**DATA SECTION:**
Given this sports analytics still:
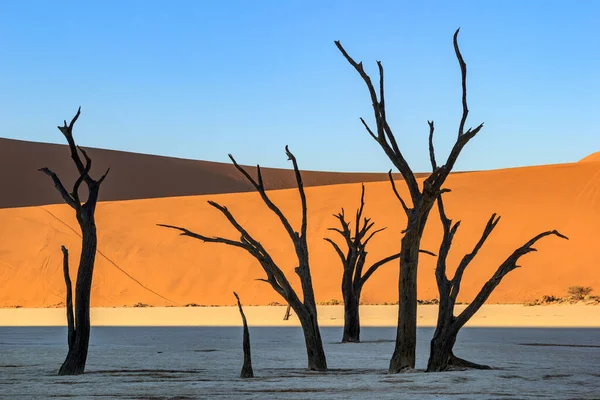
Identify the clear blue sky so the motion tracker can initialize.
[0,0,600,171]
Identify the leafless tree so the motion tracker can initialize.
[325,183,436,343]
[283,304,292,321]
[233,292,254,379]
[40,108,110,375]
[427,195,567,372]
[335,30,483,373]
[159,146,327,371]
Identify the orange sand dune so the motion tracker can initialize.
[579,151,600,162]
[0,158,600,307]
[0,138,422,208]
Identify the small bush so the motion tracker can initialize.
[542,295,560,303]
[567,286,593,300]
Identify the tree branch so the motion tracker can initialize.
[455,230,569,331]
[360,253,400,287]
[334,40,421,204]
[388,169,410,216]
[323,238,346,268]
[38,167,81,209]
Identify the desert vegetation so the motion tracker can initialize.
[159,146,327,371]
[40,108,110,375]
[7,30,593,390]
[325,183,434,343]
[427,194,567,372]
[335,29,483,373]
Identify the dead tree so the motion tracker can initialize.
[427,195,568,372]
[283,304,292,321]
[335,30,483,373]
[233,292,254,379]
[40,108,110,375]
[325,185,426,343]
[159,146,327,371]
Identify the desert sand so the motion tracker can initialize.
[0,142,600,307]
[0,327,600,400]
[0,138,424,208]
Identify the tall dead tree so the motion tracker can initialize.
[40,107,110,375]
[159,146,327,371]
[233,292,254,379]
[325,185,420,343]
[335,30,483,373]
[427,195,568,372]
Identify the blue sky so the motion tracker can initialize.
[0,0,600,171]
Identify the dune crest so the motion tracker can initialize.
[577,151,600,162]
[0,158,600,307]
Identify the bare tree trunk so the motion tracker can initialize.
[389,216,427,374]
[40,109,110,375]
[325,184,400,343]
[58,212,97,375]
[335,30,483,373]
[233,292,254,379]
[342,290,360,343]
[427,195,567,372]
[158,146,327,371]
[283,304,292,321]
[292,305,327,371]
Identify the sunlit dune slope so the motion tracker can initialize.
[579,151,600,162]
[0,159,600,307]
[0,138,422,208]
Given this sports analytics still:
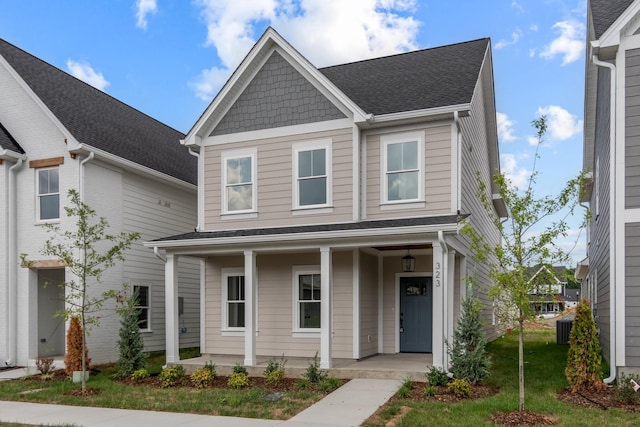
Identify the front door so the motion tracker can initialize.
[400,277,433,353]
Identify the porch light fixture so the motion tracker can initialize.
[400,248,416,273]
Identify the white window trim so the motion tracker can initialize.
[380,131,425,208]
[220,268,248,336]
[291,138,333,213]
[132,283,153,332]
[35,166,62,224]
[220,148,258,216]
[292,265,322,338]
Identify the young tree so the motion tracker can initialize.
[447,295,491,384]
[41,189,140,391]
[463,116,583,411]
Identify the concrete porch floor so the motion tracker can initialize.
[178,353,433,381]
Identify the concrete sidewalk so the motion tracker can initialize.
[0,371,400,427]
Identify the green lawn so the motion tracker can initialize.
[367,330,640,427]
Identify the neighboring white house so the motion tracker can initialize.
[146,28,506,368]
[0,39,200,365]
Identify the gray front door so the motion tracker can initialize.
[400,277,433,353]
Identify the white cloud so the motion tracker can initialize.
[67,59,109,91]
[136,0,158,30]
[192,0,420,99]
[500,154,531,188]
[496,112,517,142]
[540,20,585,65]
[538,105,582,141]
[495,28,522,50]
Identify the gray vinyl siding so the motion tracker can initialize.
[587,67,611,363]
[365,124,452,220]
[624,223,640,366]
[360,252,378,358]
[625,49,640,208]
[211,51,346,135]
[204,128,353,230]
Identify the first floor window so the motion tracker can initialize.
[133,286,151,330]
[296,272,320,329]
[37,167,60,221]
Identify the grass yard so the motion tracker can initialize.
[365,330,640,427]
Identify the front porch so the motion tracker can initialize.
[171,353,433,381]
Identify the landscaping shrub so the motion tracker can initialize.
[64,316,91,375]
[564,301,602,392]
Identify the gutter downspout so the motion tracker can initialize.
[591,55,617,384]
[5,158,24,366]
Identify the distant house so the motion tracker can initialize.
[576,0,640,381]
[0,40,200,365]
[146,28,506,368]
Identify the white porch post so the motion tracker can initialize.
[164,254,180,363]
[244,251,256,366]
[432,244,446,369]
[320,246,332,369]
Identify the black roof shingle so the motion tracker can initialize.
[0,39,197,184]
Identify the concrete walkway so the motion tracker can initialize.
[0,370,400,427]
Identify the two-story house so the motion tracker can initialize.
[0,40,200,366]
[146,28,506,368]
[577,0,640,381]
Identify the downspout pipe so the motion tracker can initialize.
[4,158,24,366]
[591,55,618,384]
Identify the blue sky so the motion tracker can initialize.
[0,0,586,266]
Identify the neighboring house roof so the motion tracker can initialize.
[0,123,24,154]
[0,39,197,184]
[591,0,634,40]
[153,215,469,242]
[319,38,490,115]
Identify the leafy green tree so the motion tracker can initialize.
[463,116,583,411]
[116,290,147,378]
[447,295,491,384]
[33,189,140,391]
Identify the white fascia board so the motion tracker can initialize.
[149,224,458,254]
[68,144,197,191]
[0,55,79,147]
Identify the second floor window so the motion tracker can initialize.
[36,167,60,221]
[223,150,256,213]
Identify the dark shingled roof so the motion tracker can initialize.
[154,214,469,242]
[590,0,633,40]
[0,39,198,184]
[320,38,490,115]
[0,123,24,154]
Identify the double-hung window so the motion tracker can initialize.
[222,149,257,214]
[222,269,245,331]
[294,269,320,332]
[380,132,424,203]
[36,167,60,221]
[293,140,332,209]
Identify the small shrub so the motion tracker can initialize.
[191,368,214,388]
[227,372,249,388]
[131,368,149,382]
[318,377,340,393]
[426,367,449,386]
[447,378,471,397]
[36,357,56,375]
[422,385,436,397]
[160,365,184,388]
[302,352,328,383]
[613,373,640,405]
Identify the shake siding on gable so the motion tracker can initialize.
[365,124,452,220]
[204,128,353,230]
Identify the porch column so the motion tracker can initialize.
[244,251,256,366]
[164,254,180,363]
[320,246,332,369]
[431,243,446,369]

**GIVEN EXERCISE:**
Render all the rows above as a two-column CSV with the header text,answer, one line per row: put the row's text under text and its answer under answer, quote every field, and replace any line breaks inside a field with spaces. Leave the pictures out.

**THE RESPONSE:**
text,answer
"Given this sports analytics still: Identify the clear blue sky so the motion tracker can initialize.","[0,0,600,171]"
"Identify the leafless tree so the motion tracker can initialize.","[325,183,436,343] [283,304,292,321] [233,292,254,379] [40,108,110,375] [427,195,567,372] [335,30,483,373] [159,146,327,371]"
"Identify the orange sand dune so the motion tracker can initialize.","[579,151,600,162] [0,158,600,307] [0,138,422,208]"
"Identify the small bush so the motion tracker can initialize.","[542,295,560,303] [567,286,593,300]"
"Identify the tree branch so the motion tracker can initialize.","[455,230,569,331] [360,253,400,287] [334,40,421,204] [388,169,410,216] [323,238,346,268] [38,167,81,209]"
"Identify the desert vegetation so the motion tracker can initialize.","[159,146,327,371] [40,108,110,375] [7,30,593,390] [325,183,434,343] [427,194,567,372] [335,29,483,373]"
"Identify the dead tree so the motion tracker can initialize.","[427,195,568,372] [283,304,292,321] [335,30,483,373] [233,292,254,379] [40,108,110,375] [325,185,426,343] [159,146,327,371]"
"Identify the desert sand so the motion tracker can initialize.","[0,142,600,307] [0,327,600,400] [0,138,424,208]"
"Identify the tall dead tree so the motion tracker can initialize.","[40,107,110,375] [159,146,327,371] [233,292,254,379] [325,185,420,343] [335,30,483,373] [427,195,568,372]"
"Identify the blue sky so the motion tracker can initialize.","[0,0,600,171]"
"Identify the dune crest so the motion tracker can initialize.","[577,151,600,162] [0,158,600,307]"
"Identify the bare tree trunk so the motion tracker can initialize.","[389,216,427,374] [40,109,110,375] [325,184,400,343] [58,212,97,375] [335,30,483,373] [233,292,254,379] [342,290,360,343] [427,195,567,372] [158,146,327,371] [283,304,292,321] [292,305,327,371]"
"Identify the sunlit dune slope so the motion tracker can initialize.","[579,151,600,162] [0,159,600,307] [0,138,422,208]"
"Given this sports analytics still: Identify the front door so the motion tracker can initialize.","[400,277,433,353]"
"Identify the porch light fixture so the motion tracker can initialize.","[400,248,416,273]"
"Identify the white window trim so the motion tracker can initialize.","[380,131,425,208] [220,268,248,336] [291,138,333,213] [132,283,153,332] [35,166,62,224] [220,148,258,216] [292,265,322,338]"
"Identify the young tree so the motion tracker can initialize.","[447,295,491,384] [41,189,140,391] [463,116,583,411]"
"Identify the concrete porch floor so the motion tracker can initialize.","[178,353,433,381]"
"Identify the concrete sidewalk so the motion tracker can initialize.","[0,371,400,427]"
"Identify the green lawn so the motion tracker can initialize.","[367,330,640,427]"
"Identify the neighboring white house so the motion tracker can initialize.","[146,28,506,368] [0,39,200,365]"
"Identify the gray front door so the motion tracker can initialize.","[400,277,433,353]"
"Identify the white cloud so the motion tracker can initialize.","[67,59,109,91] [136,0,158,30] [192,0,420,99] [500,154,531,188] [496,112,517,142] [540,20,585,65] [538,105,582,141] [495,28,522,50]"
"Identify the gray vinyl siding so the motion tracker can initialize.","[587,67,611,363] [365,124,452,220] [624,223,640,366] [360,252,378,358] [625,49,640,208] [211,51,346,135] [204,128,353,230]"
"Identify the first floor window so the motion tracker can initialize.","[133,286,151,330] [296,272,320,329] [37,167,60,221]"
"Identify the grass yard so the motion tracker can initialize.","[365,330,640,427]"
"Identify the front porch so the motion tracker can initialize.","[171,353,433,381]"
"Identify the landscaping shrub so the motion tracker can initialize.","[64,316,91,375] [564,301,602,392]"
"Identify the gutter downspout so the motion tracker can initialize.","[591,55,617,384] [5,158,24,366]"
"Identify the distant house so the motion tracker can initialize.","[576,0,640,381] [0,40,200,365] [146,28,506,368]"
"Identify the white porch post so the motion tracker can initialize.","[164,254,180,363] [244,251,256,366] [432,244,446,369] [320,246,332,369]"
"Identify the black roof shingle so the motion tracker can initialize.","[0,39,197,184]"
"Identify the concrete walkway so the motion tracker can initialize.","[0,370,400,427]"
"Identify the two-story house so the motion tracker can initialize.","[0,40,200,366] [146,28,506,368] [577,0,640,381]"
"Identify the downspout pipe so the motion tracker can initialize.","[4,158,24,366] [591,55,618,384]"
"Identify the blue sky so the motion tracker can initialize.","[0,0,586,266]"
"Identify the neighboring house roof so the motion tracker can initialize.","[0,123,24,154] [0,39,197,184] [591,0,634,40] [153,215,469,242] [319,38,490,115]"
"Identify the leafy green tree so the motion tracker can initialize.","[463,116,583,411] [116,290,147,378] [447,295,491,384] [33,189,140,391]"
"Identify the white fascia board so the motion tracker can initialize.","[149,224,458,254] [68,144,197,191] [0,55,79,147]"
"Identify the second floor window so the motion tracker can initialize.","[36,167,60,221] [223,150,256,213]"
"Identify the dark shingled roof so the motion tracker can initialize.","[154,214,469,242] [590,0,633,40] [0,39,198,184] [320,38,490,115] [0,123,24,154]"
"Identify the double-hung window so the motion tracker can initialize.","[222,149,257,214] [222,269,245,331] [294,269,320,332] [380,132,424,203] [36,167,60,221] [293,140,332,209]"
"Identify the small shrub so the motion tracker can initialize.","[191,368,214,388] [227,372,249,388] [131,368,149,382] [318,377,340,393] [426,367,449,386] [447,378,471,397] [36,357,56,375] [422,385,436,397] [160,365,184,388] [302,352,328,383] [613,373,640,405]"
"Identify the shake siding on gable so the motion tracker can initialize.","[365,124,452,220] [204,128,353,230]"
"Identify the porch column so the motion tracker can initialize.","[244,251,256,366] [164,254,180,363] [320,246,332,369] [431,243,446,369]"